» **What to produce**: Rescale the material from the line with "Guideline: for every instance of the city" up to and including the line with "<point>518,319</point>". Write out only those lines, keeping the request unchanged, and multiply each x and y coordinate in the points by 0.55, rounding to whole numbers with halves rounded up.

» **Data in this exercise**:
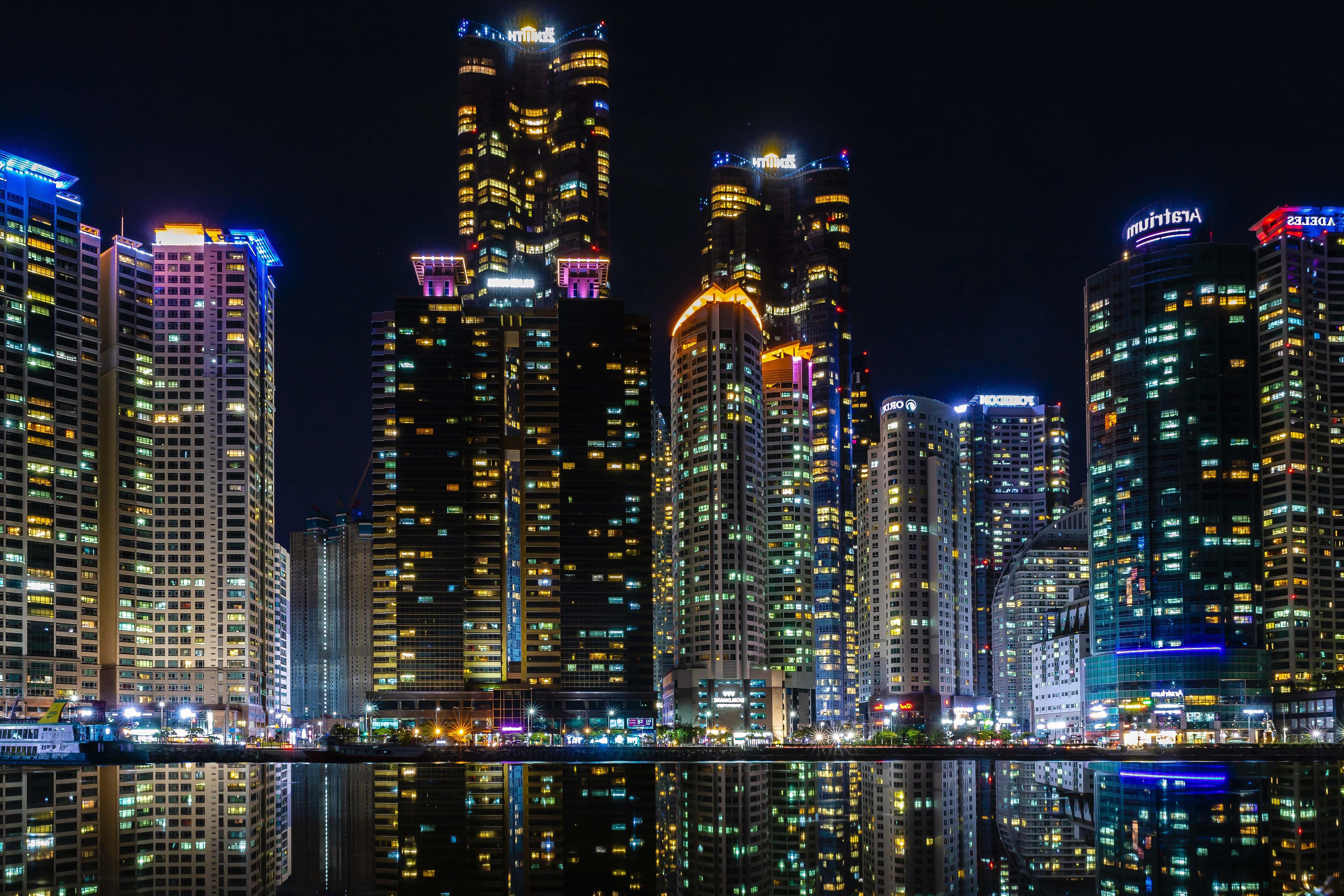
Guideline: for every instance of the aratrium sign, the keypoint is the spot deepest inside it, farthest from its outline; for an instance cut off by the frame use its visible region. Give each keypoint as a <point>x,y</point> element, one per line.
<point>1004,401</point>
<point>1166,218</point>
<point>527,34</point>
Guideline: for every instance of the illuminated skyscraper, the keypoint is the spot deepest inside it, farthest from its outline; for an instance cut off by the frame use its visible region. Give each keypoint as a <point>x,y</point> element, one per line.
<point>332,617</point>
<point>214,416</point>
<point>52,371</point>
<point>724,625</point>
<point>917,632</point>
<point>382,467</point>
<point>281,633</point>
<point>1018,456</point>
<point>865,412</point>
<point>125,499</point>
<point>1174,469</point>
<point>1037,585</point>
<point>1299,299</point>
<point>664,547</point>
<point>787,381</point>
<point>531,583</point>
<point>533,164</point>
<point>780,232</point>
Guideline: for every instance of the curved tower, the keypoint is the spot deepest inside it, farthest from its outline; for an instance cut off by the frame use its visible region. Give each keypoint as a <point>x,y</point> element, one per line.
<point>718,451</point>
<point>724,675</point>
<point>779,230</point>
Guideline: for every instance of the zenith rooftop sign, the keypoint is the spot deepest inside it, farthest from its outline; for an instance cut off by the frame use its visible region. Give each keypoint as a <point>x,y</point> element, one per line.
<point>527,34</point>
<point>1164,219</point>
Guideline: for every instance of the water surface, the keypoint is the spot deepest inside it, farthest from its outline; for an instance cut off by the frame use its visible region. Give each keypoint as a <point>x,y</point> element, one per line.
<point>644,829</point>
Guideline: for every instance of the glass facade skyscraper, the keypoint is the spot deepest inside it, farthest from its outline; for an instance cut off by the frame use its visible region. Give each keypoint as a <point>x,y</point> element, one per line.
<point>780,232</point>
<point>517,510</point>
<point>914,559</point>
<point>50,366</point>
<point>1300,302</point>
<point>331,602</point>
<point>1174,486</point>
<point>1018,453</point>
<point>214,420</point>
<point>533,164</point>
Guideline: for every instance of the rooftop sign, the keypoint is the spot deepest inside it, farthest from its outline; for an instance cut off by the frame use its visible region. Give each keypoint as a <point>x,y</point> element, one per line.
<point>1154,225</point>
<point>1299,221</point>
<point>1004,401</point>
<point>527,34</point>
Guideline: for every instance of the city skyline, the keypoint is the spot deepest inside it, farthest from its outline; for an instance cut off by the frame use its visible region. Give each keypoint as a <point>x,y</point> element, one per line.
<point>1050,206</point>
<point>518,319</point>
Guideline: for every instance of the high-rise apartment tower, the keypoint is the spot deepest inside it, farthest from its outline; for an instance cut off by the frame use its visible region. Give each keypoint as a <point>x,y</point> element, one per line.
<point>214,444</point>
<point>331,598</point>
<point>533,164</point>
<point>1300,302</point>
<point>1174,484</point>
<point>916,641</point>
<point>780,232</point>
<point>1018,453</point>
<point>50,366</point>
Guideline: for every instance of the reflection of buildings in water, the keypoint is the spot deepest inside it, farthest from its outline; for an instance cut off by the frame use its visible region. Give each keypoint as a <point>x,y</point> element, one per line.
<point>772,829</point>
<point>194,828</point>
<point>1304,821</point>
<point>1046,851</point>
<point>920,828</point>
<point>838,827</point>
<point>1183,829</point>
<point>722,827</point>
<point>513,829</point>
<point>332,844</point>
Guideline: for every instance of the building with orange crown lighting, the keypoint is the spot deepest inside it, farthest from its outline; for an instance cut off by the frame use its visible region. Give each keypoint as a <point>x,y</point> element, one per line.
<point>722,677</point>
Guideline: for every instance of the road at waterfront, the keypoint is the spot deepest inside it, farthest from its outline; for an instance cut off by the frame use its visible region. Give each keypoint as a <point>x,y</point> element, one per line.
<point>598,753</point>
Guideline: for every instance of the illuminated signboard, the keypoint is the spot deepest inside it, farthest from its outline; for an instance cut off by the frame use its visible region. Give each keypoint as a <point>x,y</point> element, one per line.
<point>1311,221</point>
<point>1300,221</point>
<point>1154,225</point>
<point>904,405</point>
<point>1004,401</point>
<point>527,34</point>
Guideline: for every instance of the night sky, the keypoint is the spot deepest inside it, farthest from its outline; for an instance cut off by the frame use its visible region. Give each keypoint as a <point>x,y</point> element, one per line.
<point>995,155</point>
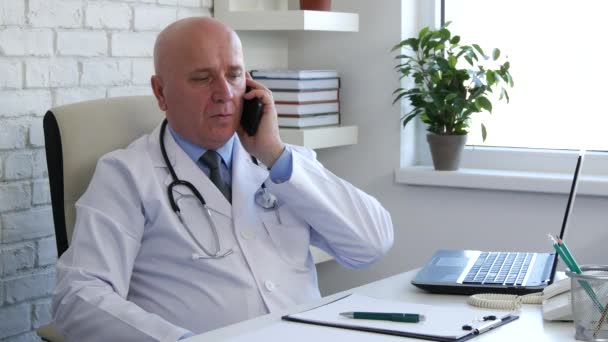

» **Answer to this task**:
Guideline: for every instance of the city skyline, the keypoint is the spot deepest inside it, farthest from its outline; for an instance cut off by the frame use its visible region. Give each keypoint as a <point>x,y</point> element, one per line.
<point>578,113</point>
<point>285,175</point>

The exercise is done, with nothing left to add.